* [Data for processing]
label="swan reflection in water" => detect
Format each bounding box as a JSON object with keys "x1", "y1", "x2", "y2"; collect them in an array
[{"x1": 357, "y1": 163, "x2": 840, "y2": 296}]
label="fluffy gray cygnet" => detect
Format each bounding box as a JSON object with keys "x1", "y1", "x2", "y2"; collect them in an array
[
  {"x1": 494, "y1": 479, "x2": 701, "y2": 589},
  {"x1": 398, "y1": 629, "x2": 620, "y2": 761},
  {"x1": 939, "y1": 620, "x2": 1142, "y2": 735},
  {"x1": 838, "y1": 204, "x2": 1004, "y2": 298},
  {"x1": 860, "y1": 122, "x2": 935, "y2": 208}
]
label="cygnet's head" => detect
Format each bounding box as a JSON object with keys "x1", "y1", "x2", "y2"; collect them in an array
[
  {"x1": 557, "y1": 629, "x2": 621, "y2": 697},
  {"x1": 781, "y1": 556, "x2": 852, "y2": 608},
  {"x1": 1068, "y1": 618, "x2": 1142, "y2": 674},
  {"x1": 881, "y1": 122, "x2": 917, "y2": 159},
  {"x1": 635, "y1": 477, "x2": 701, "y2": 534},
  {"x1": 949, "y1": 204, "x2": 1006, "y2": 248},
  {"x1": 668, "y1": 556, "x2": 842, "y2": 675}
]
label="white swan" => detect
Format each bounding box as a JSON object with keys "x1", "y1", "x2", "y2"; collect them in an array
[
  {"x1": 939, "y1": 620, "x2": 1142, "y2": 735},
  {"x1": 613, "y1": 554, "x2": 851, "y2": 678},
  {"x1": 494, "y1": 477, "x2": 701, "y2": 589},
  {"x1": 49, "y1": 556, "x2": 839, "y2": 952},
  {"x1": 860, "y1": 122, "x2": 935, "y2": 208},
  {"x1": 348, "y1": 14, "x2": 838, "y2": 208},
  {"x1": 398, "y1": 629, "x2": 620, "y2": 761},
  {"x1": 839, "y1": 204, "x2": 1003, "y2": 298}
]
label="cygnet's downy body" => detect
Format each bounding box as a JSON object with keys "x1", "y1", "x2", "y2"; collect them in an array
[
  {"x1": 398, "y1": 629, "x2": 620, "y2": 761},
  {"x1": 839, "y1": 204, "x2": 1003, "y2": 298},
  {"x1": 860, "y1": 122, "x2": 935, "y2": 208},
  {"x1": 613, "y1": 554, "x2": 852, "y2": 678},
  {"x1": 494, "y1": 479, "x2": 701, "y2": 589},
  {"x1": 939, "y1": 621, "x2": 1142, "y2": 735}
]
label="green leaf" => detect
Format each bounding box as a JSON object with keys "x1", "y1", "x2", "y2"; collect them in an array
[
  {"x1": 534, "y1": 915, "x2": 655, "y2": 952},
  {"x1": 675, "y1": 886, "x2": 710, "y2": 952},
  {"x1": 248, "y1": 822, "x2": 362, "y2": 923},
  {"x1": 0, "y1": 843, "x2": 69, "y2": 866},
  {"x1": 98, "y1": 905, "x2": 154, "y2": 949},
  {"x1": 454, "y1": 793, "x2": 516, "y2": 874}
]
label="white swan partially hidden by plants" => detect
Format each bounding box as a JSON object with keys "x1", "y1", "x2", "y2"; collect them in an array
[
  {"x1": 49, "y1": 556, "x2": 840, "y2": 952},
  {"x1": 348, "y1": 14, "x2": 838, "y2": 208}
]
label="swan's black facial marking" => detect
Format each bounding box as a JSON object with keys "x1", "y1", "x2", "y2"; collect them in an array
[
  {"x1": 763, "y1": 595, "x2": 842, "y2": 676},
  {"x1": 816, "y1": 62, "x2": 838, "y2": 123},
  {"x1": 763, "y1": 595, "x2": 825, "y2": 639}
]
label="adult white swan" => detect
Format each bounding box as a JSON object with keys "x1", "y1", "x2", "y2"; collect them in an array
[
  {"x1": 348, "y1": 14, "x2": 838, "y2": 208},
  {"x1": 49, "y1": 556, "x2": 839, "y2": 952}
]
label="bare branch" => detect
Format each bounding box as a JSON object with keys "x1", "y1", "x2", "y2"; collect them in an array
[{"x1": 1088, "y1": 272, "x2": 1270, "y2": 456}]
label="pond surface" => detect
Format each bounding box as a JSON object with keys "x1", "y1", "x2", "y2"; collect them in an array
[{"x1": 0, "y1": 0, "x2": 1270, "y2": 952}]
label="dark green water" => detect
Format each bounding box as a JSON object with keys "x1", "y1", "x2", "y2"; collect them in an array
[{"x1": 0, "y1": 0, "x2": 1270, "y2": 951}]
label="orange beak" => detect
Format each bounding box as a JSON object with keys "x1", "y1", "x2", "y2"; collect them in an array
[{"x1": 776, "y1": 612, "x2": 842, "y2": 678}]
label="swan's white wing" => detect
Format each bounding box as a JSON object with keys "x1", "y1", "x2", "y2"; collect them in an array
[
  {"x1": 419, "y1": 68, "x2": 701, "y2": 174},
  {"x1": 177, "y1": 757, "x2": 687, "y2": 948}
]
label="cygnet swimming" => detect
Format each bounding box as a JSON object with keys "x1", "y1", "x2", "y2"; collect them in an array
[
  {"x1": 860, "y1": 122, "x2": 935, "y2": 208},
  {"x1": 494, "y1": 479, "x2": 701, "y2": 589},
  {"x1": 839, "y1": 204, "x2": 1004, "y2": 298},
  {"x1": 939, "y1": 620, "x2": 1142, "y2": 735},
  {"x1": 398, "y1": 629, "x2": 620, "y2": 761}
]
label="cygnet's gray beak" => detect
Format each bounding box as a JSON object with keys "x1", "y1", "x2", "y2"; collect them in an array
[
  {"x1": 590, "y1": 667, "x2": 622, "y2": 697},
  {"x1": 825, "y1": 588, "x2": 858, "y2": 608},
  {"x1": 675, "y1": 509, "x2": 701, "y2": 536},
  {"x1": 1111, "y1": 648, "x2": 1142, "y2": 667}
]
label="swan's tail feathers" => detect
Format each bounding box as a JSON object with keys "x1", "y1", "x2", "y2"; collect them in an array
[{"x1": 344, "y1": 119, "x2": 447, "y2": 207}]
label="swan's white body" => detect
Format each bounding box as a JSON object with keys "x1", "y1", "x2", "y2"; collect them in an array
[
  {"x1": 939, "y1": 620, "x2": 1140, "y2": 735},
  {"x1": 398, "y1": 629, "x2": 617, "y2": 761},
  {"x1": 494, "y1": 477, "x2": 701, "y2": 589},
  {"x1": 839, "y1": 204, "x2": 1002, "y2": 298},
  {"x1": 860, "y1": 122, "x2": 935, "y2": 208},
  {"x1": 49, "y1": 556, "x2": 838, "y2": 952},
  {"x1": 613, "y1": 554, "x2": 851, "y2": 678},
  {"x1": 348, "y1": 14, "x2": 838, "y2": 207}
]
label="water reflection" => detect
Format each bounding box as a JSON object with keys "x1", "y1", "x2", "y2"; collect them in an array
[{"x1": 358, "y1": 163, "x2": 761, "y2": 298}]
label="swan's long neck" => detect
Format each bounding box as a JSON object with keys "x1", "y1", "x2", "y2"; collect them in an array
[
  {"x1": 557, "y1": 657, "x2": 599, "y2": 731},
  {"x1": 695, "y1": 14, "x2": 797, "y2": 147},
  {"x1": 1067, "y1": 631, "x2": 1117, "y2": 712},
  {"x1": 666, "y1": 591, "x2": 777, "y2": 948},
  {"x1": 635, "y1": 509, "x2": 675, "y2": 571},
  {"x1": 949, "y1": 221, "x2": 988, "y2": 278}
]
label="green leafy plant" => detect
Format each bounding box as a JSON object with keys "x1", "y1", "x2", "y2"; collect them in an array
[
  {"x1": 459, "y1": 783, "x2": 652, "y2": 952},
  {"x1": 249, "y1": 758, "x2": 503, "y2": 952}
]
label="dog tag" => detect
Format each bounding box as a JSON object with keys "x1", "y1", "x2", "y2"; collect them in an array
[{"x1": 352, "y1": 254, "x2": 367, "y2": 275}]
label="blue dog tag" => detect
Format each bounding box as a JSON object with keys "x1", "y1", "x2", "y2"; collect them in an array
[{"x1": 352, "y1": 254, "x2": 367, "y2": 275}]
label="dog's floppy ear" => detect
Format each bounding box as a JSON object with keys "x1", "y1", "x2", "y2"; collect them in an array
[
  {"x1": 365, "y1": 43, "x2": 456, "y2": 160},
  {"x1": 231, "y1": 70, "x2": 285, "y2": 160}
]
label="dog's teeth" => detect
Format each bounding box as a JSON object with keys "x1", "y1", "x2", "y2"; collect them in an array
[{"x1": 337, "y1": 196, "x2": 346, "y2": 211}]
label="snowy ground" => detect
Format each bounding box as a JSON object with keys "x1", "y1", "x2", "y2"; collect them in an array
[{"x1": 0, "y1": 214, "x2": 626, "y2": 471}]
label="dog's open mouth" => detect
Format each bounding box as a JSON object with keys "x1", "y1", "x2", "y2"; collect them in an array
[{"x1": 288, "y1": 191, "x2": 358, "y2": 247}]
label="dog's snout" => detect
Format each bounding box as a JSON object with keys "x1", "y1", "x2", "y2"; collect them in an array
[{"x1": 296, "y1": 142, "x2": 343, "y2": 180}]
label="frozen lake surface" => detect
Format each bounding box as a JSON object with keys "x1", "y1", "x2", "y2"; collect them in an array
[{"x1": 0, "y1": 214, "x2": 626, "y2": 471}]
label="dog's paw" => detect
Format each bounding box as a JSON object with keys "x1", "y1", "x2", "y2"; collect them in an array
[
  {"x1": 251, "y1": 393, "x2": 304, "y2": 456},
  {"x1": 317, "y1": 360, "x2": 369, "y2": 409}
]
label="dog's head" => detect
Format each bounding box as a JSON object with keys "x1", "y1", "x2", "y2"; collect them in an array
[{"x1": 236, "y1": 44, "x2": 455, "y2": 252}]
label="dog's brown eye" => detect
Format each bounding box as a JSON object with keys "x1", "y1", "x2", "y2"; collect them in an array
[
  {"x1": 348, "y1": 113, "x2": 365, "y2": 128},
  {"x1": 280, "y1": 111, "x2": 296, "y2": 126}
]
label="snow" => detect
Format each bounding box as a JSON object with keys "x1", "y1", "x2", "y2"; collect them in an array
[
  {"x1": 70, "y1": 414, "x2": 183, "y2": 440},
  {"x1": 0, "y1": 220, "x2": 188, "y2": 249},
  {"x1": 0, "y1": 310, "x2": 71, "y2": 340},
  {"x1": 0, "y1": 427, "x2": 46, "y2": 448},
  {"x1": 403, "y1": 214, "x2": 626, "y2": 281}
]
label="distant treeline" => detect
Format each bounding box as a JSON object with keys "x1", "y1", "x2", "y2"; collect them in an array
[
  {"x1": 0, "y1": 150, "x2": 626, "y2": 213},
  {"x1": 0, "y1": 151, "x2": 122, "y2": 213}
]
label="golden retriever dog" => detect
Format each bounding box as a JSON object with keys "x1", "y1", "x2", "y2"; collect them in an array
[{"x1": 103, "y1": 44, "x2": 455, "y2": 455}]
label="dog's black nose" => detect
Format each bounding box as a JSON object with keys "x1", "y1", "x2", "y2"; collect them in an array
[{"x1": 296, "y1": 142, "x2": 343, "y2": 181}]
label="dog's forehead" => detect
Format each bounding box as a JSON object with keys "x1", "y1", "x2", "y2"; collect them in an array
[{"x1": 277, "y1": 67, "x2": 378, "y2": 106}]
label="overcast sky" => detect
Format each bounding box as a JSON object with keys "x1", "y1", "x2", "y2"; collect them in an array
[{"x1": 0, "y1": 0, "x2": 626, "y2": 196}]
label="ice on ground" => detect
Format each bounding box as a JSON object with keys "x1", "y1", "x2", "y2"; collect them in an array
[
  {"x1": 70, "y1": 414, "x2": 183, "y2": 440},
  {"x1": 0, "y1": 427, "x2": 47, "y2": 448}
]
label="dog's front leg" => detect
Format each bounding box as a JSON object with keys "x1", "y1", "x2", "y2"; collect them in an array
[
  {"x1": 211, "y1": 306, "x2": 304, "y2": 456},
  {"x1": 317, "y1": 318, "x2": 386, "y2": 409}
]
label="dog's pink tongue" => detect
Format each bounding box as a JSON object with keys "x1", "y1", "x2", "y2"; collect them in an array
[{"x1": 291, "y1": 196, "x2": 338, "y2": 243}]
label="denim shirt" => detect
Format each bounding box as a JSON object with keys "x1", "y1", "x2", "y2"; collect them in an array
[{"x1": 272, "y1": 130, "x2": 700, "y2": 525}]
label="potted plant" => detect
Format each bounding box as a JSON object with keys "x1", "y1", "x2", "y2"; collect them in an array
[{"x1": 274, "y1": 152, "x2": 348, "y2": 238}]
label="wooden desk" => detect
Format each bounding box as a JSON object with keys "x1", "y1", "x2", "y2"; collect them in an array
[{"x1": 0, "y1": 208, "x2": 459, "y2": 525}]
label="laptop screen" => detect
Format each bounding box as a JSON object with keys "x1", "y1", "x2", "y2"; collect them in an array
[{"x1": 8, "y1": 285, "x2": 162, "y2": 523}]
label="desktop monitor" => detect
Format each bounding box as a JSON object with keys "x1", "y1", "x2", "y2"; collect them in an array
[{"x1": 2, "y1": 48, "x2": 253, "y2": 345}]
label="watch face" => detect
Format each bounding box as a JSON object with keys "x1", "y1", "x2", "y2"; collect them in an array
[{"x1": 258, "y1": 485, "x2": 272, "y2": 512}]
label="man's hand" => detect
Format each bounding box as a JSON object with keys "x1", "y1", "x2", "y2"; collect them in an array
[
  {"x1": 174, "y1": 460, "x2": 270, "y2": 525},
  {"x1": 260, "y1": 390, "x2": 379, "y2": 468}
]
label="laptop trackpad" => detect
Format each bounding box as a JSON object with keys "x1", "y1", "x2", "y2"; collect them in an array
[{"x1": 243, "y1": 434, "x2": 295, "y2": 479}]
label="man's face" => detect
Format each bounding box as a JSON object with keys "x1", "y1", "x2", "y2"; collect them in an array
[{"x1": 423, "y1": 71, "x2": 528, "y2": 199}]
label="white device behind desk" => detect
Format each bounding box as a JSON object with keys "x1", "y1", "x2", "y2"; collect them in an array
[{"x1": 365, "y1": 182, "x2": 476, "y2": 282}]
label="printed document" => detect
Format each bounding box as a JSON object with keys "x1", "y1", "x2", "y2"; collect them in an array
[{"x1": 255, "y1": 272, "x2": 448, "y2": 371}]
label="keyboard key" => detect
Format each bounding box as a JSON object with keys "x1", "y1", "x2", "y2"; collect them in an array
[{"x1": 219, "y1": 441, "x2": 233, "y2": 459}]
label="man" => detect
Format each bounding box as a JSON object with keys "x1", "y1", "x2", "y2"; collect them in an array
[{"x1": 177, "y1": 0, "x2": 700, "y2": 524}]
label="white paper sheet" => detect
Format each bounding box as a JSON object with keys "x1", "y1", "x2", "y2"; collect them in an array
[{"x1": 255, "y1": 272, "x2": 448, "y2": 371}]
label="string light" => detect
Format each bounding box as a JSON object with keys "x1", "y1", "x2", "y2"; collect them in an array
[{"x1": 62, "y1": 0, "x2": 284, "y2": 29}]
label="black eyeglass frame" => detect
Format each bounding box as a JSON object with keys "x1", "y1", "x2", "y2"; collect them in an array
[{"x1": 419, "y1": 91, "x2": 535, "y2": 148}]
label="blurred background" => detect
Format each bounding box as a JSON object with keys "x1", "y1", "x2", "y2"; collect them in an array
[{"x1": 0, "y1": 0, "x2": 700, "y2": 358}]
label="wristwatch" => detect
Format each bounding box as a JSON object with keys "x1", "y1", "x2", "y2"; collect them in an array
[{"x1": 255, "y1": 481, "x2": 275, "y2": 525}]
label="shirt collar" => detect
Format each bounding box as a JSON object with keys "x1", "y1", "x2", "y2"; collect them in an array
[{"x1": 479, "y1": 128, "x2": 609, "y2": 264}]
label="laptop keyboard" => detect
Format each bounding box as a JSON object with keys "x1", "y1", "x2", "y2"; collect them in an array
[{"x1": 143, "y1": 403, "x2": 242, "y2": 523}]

* [Task objective] Count the lines in the data above that contain the string "white", treating case as significant, and give only the number.

* [Problem solution] 7